◆ Exercise data ◆
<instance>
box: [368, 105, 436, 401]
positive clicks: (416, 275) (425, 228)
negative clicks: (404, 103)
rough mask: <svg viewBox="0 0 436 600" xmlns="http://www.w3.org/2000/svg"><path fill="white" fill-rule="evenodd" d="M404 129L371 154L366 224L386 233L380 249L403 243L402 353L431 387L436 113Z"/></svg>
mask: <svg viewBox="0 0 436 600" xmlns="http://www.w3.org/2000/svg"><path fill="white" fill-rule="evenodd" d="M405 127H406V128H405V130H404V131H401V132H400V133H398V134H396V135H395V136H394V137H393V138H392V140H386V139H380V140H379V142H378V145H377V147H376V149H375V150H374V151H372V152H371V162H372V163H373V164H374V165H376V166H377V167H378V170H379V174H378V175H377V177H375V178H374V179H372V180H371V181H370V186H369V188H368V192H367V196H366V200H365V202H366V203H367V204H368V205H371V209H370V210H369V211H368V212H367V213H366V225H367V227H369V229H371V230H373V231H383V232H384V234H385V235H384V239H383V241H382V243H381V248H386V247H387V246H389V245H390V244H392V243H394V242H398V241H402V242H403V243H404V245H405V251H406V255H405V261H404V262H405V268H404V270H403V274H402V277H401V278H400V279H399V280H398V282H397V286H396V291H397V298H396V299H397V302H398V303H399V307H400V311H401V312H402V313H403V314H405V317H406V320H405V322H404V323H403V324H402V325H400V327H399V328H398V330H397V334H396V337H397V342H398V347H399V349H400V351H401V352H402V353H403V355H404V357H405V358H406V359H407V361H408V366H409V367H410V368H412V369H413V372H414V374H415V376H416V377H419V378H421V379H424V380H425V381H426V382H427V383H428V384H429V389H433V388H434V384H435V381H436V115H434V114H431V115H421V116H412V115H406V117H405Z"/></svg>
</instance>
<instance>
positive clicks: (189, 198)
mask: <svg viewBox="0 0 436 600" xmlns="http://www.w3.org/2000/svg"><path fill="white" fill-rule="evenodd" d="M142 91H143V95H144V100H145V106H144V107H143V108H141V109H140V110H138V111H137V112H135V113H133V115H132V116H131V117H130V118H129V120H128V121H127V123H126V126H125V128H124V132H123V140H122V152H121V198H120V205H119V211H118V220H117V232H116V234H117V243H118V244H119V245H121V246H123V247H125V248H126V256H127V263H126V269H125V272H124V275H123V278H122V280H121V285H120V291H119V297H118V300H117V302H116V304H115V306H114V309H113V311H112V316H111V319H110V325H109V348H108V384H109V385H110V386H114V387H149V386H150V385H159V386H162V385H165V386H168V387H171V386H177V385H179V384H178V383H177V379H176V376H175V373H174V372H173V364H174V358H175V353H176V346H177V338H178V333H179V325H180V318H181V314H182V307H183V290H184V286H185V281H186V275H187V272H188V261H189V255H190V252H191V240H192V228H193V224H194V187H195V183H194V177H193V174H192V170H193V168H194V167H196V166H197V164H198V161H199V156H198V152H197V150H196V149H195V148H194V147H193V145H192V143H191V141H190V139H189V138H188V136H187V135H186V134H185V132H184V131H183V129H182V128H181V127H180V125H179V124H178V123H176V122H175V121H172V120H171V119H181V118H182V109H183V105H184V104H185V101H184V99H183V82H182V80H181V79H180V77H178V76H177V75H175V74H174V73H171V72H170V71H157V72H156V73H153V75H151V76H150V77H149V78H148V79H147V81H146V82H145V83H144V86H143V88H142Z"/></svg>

◆ Exercise description ◆
What are the lines, exactly as written above, from the line with "positive clicks: (416, 275) (425, 228)" to the line with "negative clicks: (404, 103)", both included? Output only those.

◆ Your solution ◆
positive clicks: (416, 275) (425, 228)
negative clicks: (404, 103)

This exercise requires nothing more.